### [READING TEXT]
* * * * *
As he stepped inside, Caesar would have entered a place that was large but not imposing. We imagine that Caesar was killed in a grand space. The impression comes from the great neoclassical paintings, above all from Jean-Léon Gérôme’s iconic work The Death of Caesar (1867). In fact, the Senate House of Pompey was relatively small. It was somewhat smaller than Caesar’s Senate House, whose interior covered about 5,000 square feet. It was probably not as tall as Caesar’s Senate House either, whose roof rose to a height of almost 105 feet.

Senatorial rules of procedure dictated the layout of the space inside Pompey’s Senate House. Senators voted by division—that is, they crossed the center aisle to walk over to the side of the room where the senator proposing a motion was sitting. For that reason, the seats in a Roman Senate House were arranged along two sides of the building, with a broad central aisle. Perhaps the seats in Pompey’s Senate House were arranged on three broad steps as in Caesar’s Senate House.
* * * * *
### [STATED TASK]
Answer these from the passage on Pompey's Senate House.
(a) Which painting is credited with the impression that Caesar was killed in a grand space?
(b) How did senators vote?
(c) About how much area did the interior of Caesar's Senate House cover?
* * * * *
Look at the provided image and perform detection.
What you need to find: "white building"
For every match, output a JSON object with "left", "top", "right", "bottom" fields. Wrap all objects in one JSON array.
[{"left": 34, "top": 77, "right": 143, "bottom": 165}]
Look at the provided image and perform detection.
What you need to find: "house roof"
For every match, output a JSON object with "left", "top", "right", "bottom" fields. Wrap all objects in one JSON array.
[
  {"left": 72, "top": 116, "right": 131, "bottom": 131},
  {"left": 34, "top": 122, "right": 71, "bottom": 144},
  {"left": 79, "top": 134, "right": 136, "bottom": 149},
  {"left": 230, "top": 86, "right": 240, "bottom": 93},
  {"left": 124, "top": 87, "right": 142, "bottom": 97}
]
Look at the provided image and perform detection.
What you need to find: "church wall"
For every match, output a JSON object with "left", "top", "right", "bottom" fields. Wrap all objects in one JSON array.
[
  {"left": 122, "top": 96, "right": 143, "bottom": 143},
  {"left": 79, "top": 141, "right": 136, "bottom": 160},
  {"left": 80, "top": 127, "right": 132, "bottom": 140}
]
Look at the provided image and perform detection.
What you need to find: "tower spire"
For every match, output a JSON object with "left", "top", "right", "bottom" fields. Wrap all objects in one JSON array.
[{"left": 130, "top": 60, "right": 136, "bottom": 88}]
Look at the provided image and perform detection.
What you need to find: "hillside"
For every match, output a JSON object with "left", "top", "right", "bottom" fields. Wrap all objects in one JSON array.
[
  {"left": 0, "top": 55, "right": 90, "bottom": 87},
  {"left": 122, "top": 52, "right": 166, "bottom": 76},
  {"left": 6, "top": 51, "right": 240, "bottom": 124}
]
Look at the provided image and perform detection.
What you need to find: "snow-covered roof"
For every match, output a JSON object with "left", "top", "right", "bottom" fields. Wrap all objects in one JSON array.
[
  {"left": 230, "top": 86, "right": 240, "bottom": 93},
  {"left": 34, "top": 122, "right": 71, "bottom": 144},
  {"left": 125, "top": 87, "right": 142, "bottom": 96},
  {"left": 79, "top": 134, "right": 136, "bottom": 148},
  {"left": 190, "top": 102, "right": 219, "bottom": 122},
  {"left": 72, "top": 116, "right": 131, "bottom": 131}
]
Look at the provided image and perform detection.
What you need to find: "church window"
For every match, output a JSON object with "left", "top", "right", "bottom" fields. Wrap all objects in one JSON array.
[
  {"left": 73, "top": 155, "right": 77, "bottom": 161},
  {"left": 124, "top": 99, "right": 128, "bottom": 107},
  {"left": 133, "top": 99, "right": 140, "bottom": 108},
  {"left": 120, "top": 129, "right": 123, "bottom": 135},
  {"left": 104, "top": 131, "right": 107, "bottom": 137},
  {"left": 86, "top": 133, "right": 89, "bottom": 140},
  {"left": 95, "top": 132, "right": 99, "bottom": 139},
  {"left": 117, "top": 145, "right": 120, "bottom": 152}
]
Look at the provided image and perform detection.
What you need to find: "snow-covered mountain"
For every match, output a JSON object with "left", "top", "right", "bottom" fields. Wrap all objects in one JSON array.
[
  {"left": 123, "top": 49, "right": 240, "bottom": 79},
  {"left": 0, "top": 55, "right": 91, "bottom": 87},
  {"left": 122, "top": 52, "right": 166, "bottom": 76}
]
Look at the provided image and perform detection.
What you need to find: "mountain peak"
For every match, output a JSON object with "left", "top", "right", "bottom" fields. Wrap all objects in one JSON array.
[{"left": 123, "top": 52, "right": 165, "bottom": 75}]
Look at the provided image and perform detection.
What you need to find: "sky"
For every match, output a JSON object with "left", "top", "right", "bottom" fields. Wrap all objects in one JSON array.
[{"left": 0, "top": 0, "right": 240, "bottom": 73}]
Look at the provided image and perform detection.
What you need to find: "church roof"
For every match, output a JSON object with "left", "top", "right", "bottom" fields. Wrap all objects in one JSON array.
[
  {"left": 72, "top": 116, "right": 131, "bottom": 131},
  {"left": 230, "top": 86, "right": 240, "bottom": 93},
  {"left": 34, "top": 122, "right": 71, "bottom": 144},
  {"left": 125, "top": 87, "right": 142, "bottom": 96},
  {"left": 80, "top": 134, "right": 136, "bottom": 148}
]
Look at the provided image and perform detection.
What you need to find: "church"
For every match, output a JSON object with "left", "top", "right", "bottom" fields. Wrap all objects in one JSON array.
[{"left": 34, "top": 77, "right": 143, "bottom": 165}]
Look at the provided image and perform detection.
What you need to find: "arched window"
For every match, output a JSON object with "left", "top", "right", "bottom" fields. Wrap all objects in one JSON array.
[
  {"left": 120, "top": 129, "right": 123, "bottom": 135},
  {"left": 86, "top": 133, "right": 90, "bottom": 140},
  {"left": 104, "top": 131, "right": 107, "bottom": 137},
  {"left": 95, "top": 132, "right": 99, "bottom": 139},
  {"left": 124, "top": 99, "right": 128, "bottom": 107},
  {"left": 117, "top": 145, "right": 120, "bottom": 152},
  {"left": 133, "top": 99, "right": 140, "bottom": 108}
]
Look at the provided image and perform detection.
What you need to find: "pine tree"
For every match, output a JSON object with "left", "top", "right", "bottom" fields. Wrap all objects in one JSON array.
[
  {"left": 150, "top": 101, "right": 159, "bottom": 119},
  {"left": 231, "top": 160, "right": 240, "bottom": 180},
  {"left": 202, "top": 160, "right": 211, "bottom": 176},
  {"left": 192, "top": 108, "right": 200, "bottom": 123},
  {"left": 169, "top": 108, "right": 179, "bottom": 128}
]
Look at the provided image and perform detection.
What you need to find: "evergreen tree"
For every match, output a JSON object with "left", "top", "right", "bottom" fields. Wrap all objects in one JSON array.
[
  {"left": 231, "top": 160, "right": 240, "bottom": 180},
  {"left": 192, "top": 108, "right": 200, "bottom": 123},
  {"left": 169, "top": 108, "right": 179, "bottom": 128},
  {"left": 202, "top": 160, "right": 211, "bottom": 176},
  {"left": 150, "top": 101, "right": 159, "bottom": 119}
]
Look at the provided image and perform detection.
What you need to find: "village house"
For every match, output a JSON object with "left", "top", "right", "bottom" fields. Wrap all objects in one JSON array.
* * * * *
### [THE OUTPUT]
(a) Jean-Léon Gérôme's The Death of Caesar (1867)
(b) By division: they crossed the center aisle to the side of the room where the senator proposing a motion was sitting.
(c) About 5,000 square feet